-- BEGIN PASSAGE GIVEN --

If a change in control of Magma had occurred on April 1, 2007 (the last day of the 2007 fiscal year) and each of these Named Officer’s employment was involuntarily terminated on the same date, the value of each Named Officer’s accelerated option vesting would be the amount shown in the table below. For purposes of the following table, we have assumed that (i) the price per share of Magma’s common stock is equal to the closing price per share on March 30, 2007, which was the last trading day before Magma’s fiscal year-end, (ii) options are substituted or assumed in connection with the change in control, and (iii) the value of any option that may be accelerated is equal to the excess of the closing price for a Magma share on March 30, 2007 over the option’s exercise price (i.e., the full “spread” value of the option). The value of each Named Officer’s option vesting that would be subject to accelerated vesting is as follows:
| | |
Name | | Estimated Total Value of Option Acceleration ($) |
Rajeev Madhavan | | 1,036,463 |
Peter S. Teshima | | 711,323 |
Roy E. Jewell | | 1,906,111 |
Saeid Ghafouri | | 749,051 |
David H. Stanley | | 325,629 |
These Named Officers will not receive any accelerated vesting of their options upon their termination of employment for any reason other than as described above in connection with a change in control or similar transaction.

-- END PASSAGE GIVEN --
-- BEGIN DATASET CONTENT --

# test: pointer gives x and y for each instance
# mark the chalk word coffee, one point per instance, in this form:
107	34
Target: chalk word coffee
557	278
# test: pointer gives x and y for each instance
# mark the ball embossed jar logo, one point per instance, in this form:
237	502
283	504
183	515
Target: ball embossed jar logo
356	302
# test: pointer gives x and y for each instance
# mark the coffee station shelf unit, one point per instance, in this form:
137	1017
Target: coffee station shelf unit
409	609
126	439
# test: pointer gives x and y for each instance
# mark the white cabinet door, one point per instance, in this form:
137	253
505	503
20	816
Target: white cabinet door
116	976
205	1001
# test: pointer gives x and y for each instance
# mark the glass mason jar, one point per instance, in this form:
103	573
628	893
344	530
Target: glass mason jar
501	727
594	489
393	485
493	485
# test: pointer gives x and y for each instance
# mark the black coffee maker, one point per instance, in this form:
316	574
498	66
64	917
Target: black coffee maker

-- END DATASET CONTENT --
-- BEGIN DATASET CONTENT --

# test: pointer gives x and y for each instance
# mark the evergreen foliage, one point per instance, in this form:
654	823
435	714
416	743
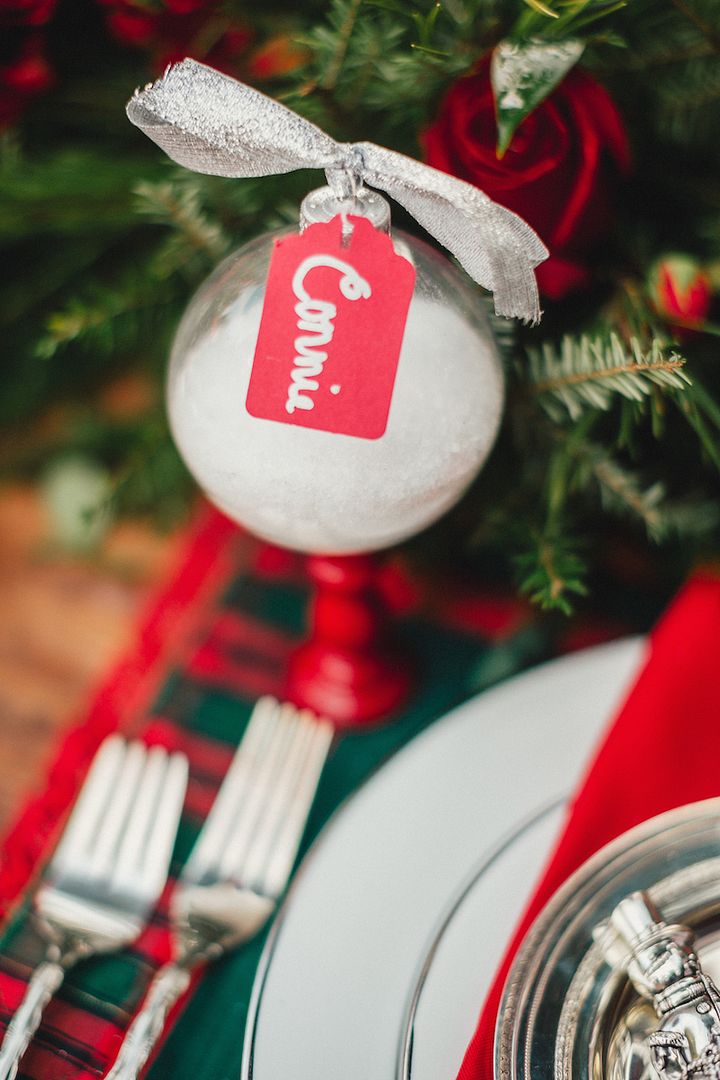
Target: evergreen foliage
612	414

-- END DATASET CONTENT --

TASK OBJECTIVE:
Pick up the passage on accelerated vesting of Magma officers' stock options after its last sentence and write the next paragraph.

WRITTEN REPLY:
Mr. Walker
As mentioned above, Mr. Walker resigned as an executive officer on April 27, 2006, and thereafter terminated his employment with the Company on April 30, 2007. On April 30, 2007, the Company entered into a separation agreement with Mr. Walker that provided for a lump-sum payment of $27,500 and continuation of benefits in the amount of $33,478. Mr. Walker did not receive any accelerated vesting of his outstanding options or restricted share awards in connection with his termination of employment.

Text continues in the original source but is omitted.